EXERCISE INPUT:
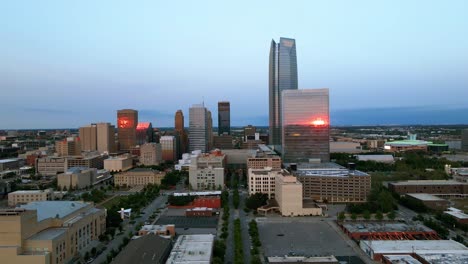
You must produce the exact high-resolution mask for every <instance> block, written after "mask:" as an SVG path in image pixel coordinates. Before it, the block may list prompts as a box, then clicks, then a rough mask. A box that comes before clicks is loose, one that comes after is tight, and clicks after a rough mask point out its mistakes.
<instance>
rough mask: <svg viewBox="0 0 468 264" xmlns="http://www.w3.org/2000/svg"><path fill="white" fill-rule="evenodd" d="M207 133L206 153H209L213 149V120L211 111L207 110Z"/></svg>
mask: <svg viewBox="0 0 468 264" xmlns="http://www.w3.org/2000/svg"><path fill="white" fill-rule="evenodd" d="M206 113H207V123H206V124H207V126H206V129H207V132H208V144H207V151H210V150H211V149H212V148H213V118H212V116H211V111H210V110H207V112H206Z"/></svg>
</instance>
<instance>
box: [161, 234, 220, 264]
mask: <svg viewBox="0 0 468 264" xmlns="http://www.w3.org/2000/svg"><path fill="white" fill-rule="evenodd" d="M213 244H214V236H213V235H211V234H208V235H182V236H179V238H177V241H176V242H175V244H174V247H173V248H172V251H171V254H170V255H169V258H168V259H167V261H166V264H186V263H197V264H210V263H211V259H212V254H213Z"/></svg>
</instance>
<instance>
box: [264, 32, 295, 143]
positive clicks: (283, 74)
mask: <svg viewBox="0 0 468 264" xmlns="http://www.w3.org/2000/svg"><path fill="white" fill-rule="evenodd" d="M269 72H270V73H269V127H270V135H269V141H270V142H269V143H270V145H274V146H275V147H280V146H281V127H282V120H281V103H282V99H281V92H282V91H284V90H297V58H296V41H295V40H294V39H289V38H280V42H279V43H276V42H275V41H274V40H272V41H271V47H270V65H269Z"/></svg>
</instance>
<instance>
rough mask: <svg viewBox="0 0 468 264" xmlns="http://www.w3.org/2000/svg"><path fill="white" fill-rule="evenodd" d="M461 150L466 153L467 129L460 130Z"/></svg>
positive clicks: (466, 144)
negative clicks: (461, 132) (460, 134)
mask: <svg viewBox="0 0 468 264" xmlns="http://www.w3.org/2000/svg"><path fill="white" fill-rule="evenodd" d="M461 150H462V151H468V129H463V130H462V135H461Z"/></svg>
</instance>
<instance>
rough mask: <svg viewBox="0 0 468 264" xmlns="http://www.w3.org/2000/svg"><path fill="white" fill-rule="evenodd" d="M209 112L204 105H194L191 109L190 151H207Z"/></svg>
mask: <svg viewBox="0 0 468 264" xmlns="http://www.w3.org/2000/svg"><path fill="white" fill-rule="evenodd" d="M207 112H208V111H207V110H206V108H205V106H204V105H193V106H192V107H190V109H189V150H190V151H194V150H201V151H202V152H206V151H207V145H208V113H207Z"/></svg>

YOUR INSTRUCTIONS: Quote the entries above word for word. Leave the images out.

TASK RESPONSE:
You must produce the exact high-resolution mask for every <instance> block, written after "mask:" as an SVG path in image pixel coordinates. Before it, the block may list prompts as a box, then clicks, then a rough mask. A box that comes before clicks is loose, one that comes after is tight, and clicks after a rough mask point out its mistakes.
<instance>
rough mask: <svg viewBox="0 0 468 264" xmlns="http://www.w3.org/2000/svg"><path fill="white" fill-rule="evenodd" d="M207 133L206 153H209L213 149V120L211 111L207 110Z"/></svg>
mask: <svg viewBox="0 0 468 264" xmlns="http://www.w3.org/2000/svg"><path fill="white" fill-rule="evenodd" d="M206 113H207V123H206V124H207V126H206V129H207V132H208V144H207V151H210V150H211V149H212V148H213V118H212V116H211V111H210V110H207V112H206Z"/></svg>
</instance>
<instance>
box: [161, 234, 220, 264]
mask: <svg viewBox="0 0 468 264" xmlns="http://www.w3.org/2000/svg"><path fill="white" fill-rule="evenodd" d="M213 244H214V236H213V235H211V234H208V235H182V236H179V238H177V241H176V242H175V244H174V247H173V248H172V251H171V254H170V255H169V258H168V259H167V261H166V264H186V263H197V264H210V263H211V259H212V254H213Z"/></svg>
</instance>
<instance>
box: [264, 32, 295, 143]
positive clicks: (283, 74)
mask: <svg viewBox="0 0 468 264" xmlns="http://www.w3.org/2000/svg"><path fill="white" fill-rule="evenodd" d="M269 72H270V73H269V127H270V135H269V141H270V142H269V143H270V145H274V146H275V147H280V146H281V127H282V120H281V103H282V99H281V92H282V91H284V90H297V58H296V41H295V40H294V39H289V38H280V42H279V43H276V42H275V41H274V40H272V41H271V47H270V65H269Z"/></svg>
</instance>
<instance>
rough mask: <svg viewBox="0 0 468 264" xmlns="http://www.w3.org/2000/svg"><path fill="white" fill-rule="evenodd" d="M461 150L466 153L467 129L460 130Z"/></svg>
positive clicks: (466, 144)
negative clicks: (461, 132) (460, 134)
mask: <svg viewBox="0 0 468 264" xmlns="http://www.w3.org/2000/svg"><path fill="white" fill-rule="evenodd" d="M461 150H462V151H468V129H463V130H462V135H461Z"/></svg>
</instance>
<instance>
rough mask: <svg viewBox="0 0 468 264" xmlns="http://www.w3.org/2000/svg"><path fill="white" fill-rule="evenodd" d="M209 112L204 105H194L191 109L190 151H207Z"/></svg>
mask: <svg viewBox="0 0 468 264" xmlns="http://www.w3.org/2000/svg"><path fill="white" fill-rule="evenodd" d="M207 112H208V111H207V110H206V108H205V106H204V105H193V106H192V107H190V109H189V150H190V151H194V150H201V151H202V152H206V151H207V145H208V113H207Z"/></svg>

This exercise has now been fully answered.